» Selected text
+-------+

For the remainder of this chapter, we will denote the unit interval $[0,1]$ by $E$.

7.2 Theorem: Every non-empty open set $G \subset \mathbb{R}$ can be expressed uniquely as a finite or countably infinite union of pairwise disjoint open intervals.

7.3 Definition: The outer measure $m^{\star}(G)$ of an open set $G \subset E$ is defined as the real number $\sum_{i} (b_{i} - a_{i})$, where $G = \bigcup_{i} (a_{i}, b_{i})$ as in Theorem 7.2.

7.4 Definition: The outer measure $m^{\star}(A)$ of any set $A \subset E$ is defined to be the real number $\text{glb } \{ m^{\star}(G) \mid A \subset G \text{ and } G \text{ open in } E \}$.

+-------+

» Records supplied
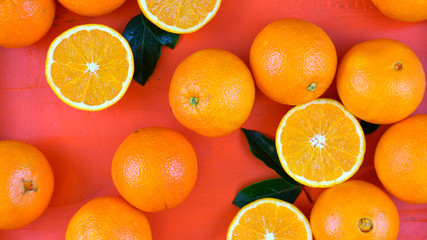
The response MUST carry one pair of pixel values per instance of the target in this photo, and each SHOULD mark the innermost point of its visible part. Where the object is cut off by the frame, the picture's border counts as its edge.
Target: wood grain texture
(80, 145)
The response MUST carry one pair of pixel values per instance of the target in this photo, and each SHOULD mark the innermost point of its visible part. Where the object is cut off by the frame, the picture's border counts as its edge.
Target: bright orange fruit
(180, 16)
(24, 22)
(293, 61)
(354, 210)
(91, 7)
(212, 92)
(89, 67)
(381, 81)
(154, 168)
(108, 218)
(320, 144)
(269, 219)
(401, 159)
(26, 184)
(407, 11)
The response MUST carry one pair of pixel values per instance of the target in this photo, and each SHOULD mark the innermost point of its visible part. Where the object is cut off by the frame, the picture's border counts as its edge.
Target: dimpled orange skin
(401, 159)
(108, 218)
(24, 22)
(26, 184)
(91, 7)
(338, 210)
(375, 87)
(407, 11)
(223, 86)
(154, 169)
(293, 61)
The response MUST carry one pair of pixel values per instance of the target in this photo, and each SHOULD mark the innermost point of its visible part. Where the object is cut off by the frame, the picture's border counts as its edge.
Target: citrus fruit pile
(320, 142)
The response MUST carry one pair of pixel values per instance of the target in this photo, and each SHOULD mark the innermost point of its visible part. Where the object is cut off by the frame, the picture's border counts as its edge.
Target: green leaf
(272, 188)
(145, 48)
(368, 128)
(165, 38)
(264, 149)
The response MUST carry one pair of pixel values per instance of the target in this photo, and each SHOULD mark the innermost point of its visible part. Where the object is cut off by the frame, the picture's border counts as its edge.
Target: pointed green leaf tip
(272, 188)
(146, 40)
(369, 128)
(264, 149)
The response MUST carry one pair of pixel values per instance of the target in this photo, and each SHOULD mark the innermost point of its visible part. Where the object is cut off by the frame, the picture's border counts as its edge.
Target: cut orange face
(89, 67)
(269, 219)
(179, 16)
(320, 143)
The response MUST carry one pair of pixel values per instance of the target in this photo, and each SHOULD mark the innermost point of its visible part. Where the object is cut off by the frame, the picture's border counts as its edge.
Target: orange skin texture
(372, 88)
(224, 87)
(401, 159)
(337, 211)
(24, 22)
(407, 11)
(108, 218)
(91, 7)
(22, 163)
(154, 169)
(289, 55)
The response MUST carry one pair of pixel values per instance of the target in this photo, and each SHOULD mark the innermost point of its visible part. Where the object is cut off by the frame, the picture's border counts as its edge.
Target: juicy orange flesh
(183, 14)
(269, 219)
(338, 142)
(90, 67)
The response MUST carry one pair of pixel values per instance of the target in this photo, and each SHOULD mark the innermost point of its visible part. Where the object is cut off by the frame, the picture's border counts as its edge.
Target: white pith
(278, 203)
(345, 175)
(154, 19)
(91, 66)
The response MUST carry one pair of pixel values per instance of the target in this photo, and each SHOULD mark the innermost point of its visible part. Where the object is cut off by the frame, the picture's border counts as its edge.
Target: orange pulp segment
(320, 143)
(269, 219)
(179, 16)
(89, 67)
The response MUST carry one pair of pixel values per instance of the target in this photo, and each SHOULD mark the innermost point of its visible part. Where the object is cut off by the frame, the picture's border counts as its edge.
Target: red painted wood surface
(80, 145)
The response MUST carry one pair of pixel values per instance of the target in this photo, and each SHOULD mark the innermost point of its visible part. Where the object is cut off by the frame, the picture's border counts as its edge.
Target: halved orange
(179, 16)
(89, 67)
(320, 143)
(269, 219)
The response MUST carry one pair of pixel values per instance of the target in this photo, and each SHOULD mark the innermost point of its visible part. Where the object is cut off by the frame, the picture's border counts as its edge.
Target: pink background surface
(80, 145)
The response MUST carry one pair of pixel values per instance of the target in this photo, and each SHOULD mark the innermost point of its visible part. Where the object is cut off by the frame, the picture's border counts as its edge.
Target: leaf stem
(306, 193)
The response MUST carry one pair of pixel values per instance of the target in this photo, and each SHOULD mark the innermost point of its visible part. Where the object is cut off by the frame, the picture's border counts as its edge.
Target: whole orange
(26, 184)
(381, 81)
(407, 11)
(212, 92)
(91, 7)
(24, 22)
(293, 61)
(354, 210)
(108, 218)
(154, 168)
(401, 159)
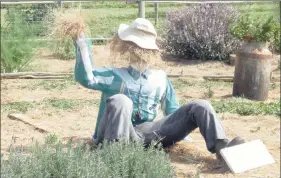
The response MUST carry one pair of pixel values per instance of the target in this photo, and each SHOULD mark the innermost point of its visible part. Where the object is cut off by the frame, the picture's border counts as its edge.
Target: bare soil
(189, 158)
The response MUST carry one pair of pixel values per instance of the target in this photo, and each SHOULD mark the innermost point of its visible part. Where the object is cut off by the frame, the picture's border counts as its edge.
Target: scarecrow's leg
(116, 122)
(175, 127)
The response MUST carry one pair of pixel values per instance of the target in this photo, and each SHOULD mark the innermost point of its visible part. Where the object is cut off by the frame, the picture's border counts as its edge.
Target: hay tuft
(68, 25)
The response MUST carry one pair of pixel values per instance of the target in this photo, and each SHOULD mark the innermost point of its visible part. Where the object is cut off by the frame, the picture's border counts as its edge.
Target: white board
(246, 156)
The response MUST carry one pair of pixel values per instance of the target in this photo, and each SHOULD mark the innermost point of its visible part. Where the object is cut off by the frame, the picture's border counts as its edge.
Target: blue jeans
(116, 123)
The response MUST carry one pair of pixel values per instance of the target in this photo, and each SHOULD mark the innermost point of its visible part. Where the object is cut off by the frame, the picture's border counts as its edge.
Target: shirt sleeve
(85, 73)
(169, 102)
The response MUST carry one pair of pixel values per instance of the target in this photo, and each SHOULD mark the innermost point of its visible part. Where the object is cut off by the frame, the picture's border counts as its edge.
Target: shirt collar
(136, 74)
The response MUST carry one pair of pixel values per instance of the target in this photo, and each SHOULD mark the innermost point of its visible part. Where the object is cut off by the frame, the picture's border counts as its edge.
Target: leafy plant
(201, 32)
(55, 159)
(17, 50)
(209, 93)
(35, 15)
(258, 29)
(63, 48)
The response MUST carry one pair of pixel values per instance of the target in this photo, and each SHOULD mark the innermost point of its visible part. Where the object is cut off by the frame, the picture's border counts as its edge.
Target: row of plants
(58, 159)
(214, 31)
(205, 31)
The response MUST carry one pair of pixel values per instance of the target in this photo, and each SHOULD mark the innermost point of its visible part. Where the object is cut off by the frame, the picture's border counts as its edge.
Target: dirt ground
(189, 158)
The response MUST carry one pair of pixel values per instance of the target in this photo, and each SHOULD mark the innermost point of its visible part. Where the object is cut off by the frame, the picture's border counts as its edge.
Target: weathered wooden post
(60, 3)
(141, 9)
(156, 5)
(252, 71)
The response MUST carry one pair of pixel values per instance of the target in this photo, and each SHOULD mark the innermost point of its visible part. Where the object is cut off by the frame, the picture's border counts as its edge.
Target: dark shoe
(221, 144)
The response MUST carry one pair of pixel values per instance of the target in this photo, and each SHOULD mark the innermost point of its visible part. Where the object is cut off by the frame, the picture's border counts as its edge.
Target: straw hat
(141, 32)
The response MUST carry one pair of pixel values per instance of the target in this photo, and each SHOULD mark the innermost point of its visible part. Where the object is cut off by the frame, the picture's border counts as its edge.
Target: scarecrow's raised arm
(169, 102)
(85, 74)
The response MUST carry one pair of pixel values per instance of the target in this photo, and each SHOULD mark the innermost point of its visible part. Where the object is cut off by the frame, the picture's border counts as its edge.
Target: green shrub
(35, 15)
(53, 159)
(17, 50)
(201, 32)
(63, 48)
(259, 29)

+-------+

» Brief A
In the excerpt on outer measure, which letter stands for the unit interval $[0,1]$ for the rest of the chapter?
» Brief B
Continue the excerpt on outer measure, picking up after its final definition.

» Final answer A
The letter $E$.

» Final answer B
7.6 Lemma: Let $A \subset E$. Then for any $x$, $m^{\star}(A) = m^{\star}(x + A)$, where $x + A = \{ x + a \mid a \in A \}$ is called the translate of the set $A$ by $x$. (Since we are restricted to subsets of $E$, we may need to translate modulo 1; for example, $[1/2, 1] + 1/4 = [3/4, 1] \cup [0, 1/4]$.)

Proof: If $A$ is an interval or a countable union of pairwise disjoint open intervals, the lemma is clearly true. Thus the lemma holds if $A$ is any open set in $E$. For arbitrary $A \subset E$,

\begin{align} m^{\star}(x + A) &= \text{glb } \{ m^{\star}(G) \mid x + A \subset G \text{ and } G \text{ open in } E \} \\ &= \text{glb } \{ m^{\star}(-x + G) \mid A \subset -x + G \text{ and } -x + G \text { open in } E \} \\ &\geq m^{\star}(A). \end{align}

The proof that $m^{\star}(A) \geq m^{\star}(x + A)$ is similar.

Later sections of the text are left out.